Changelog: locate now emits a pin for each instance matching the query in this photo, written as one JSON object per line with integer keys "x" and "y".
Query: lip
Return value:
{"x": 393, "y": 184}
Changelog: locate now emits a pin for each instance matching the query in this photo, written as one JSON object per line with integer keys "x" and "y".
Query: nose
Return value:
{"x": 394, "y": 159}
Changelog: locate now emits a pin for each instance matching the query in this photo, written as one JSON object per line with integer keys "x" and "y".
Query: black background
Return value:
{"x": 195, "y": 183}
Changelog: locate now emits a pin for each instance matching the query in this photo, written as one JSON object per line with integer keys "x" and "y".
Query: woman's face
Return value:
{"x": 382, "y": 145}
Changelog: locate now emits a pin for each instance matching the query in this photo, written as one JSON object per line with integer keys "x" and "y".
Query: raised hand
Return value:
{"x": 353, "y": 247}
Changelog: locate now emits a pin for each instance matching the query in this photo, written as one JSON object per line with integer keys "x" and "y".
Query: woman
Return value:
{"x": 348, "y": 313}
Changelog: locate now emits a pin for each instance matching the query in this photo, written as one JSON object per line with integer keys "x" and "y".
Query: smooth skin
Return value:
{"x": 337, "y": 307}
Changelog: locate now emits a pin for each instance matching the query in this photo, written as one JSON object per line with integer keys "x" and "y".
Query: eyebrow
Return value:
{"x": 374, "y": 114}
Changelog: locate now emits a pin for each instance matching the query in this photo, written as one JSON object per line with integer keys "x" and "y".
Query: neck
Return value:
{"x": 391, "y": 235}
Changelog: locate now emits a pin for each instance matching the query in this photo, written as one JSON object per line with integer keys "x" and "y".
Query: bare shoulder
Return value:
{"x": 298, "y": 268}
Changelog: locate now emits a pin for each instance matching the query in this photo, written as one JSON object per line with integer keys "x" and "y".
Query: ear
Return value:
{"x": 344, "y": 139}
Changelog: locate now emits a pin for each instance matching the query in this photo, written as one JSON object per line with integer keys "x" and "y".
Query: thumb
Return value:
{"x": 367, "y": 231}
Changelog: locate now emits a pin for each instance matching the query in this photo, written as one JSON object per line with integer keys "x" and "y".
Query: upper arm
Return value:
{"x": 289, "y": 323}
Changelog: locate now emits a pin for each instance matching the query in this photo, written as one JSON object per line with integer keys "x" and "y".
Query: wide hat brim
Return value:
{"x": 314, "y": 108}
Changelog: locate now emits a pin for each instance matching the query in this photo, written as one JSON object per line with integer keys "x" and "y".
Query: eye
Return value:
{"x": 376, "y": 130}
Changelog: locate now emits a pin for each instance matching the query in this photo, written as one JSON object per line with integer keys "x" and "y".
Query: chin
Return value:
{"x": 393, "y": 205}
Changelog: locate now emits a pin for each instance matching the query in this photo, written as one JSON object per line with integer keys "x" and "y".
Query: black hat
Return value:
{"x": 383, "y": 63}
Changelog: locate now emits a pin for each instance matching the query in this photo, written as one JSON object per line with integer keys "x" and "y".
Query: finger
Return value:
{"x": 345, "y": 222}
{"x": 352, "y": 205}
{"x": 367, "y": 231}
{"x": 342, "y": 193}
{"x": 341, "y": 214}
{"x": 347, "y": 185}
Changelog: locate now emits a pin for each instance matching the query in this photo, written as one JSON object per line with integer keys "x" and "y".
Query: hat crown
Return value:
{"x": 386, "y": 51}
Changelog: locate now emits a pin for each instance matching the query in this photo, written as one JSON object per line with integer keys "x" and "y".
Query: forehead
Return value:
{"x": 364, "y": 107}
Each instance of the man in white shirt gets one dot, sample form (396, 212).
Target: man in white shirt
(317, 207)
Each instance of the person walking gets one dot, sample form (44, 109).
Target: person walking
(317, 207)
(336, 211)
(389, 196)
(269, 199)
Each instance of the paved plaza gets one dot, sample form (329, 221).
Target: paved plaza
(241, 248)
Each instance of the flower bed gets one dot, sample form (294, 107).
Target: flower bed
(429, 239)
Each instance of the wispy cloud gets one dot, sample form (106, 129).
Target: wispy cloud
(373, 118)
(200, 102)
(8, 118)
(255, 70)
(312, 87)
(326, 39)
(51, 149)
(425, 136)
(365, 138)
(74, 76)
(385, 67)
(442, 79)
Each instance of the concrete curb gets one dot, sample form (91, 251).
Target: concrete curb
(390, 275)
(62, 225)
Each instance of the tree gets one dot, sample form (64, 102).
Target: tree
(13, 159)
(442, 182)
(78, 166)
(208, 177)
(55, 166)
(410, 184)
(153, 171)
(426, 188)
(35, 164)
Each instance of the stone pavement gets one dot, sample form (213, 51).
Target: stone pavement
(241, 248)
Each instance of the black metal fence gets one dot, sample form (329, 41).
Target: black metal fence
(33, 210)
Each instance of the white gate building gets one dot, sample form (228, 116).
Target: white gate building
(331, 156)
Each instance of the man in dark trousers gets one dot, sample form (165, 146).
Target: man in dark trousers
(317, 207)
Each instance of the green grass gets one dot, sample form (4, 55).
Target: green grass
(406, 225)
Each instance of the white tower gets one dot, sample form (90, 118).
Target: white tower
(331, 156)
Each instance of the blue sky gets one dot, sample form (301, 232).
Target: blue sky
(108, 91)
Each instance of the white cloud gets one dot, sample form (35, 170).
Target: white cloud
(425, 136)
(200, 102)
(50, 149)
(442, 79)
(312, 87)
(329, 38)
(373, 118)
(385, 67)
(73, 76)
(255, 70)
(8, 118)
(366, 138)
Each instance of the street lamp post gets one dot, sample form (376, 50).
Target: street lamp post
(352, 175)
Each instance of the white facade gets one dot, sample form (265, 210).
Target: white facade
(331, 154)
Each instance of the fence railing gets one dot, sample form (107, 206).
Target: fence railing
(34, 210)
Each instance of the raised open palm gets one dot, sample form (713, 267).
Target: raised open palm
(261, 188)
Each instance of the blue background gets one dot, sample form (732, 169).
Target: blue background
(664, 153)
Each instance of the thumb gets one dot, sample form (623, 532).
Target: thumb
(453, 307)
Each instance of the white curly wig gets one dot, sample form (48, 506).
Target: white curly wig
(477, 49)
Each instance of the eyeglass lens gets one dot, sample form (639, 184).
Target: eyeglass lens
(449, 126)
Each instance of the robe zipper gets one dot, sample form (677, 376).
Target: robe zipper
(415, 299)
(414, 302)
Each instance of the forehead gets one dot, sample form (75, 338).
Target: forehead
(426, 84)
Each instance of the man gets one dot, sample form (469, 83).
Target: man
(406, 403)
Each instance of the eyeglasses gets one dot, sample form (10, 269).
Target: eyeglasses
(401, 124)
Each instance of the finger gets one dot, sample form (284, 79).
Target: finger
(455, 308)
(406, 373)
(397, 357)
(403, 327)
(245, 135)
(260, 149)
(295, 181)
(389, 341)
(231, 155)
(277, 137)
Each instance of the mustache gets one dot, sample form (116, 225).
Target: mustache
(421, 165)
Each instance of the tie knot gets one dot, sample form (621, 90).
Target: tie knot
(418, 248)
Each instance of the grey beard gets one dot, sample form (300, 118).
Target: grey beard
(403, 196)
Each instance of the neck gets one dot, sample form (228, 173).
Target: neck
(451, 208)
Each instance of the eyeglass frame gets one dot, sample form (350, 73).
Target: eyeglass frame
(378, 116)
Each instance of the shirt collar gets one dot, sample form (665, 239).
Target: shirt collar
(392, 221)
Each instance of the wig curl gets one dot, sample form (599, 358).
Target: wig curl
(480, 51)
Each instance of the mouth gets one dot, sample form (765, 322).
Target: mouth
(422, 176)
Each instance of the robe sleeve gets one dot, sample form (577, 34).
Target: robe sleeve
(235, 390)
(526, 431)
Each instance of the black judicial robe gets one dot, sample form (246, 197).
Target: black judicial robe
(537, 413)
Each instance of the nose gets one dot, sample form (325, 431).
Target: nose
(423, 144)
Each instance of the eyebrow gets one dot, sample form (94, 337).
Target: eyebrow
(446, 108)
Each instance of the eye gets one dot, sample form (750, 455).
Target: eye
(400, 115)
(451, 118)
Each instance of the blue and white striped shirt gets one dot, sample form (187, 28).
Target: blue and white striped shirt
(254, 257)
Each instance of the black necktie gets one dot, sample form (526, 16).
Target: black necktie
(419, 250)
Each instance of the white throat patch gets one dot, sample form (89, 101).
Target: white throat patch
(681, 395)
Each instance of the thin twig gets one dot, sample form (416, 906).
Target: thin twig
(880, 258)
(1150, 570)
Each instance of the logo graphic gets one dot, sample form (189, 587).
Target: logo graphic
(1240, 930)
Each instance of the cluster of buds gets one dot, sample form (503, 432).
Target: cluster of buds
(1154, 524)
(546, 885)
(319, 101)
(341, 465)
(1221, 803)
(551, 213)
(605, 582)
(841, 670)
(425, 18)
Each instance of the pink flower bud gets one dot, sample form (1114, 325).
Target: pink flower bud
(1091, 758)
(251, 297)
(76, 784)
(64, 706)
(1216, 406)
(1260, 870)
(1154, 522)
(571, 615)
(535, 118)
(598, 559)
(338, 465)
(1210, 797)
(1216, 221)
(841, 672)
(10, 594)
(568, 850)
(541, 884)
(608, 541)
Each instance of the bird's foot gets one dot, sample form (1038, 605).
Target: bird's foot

- Short task -
Beginning with the line that contains "Each instance of the logo", repeat every line through the end of the records and nothing more.

- Written response -
Each instance of the logo graphic gets one dot, sample form (189, 587).
Target: logo graphic
(1240, 930)
Each instance of the cluster of buds gets one dot, sample form (503, 432).
Target: cluster of buds
(1154, 524)
(546, 885)
(319, 101)
(341, 465)
(1221, 803)
(551, 213)
(605, 582)
(841, 670)
(425, 18)
Each instance of the pink flower bud gets one dot, sample form (1114, 325).
Target: pink flower bud
(1091, 758)
(251, 297)
(76, 784)
(64, 706)
(1216, 406)
(1260, 870)
(1154, 522)
(571, 615)
(535, 118)
(598, 559)
(338, 465)
(1210, 797)
(1216, 221)
(841, 672)
(10, 594)
(568, 850)
(541, 884)
(608, 541)
Each instance of the bird's foot gets one dot, sample form (1038, 605).
Target: bird's foot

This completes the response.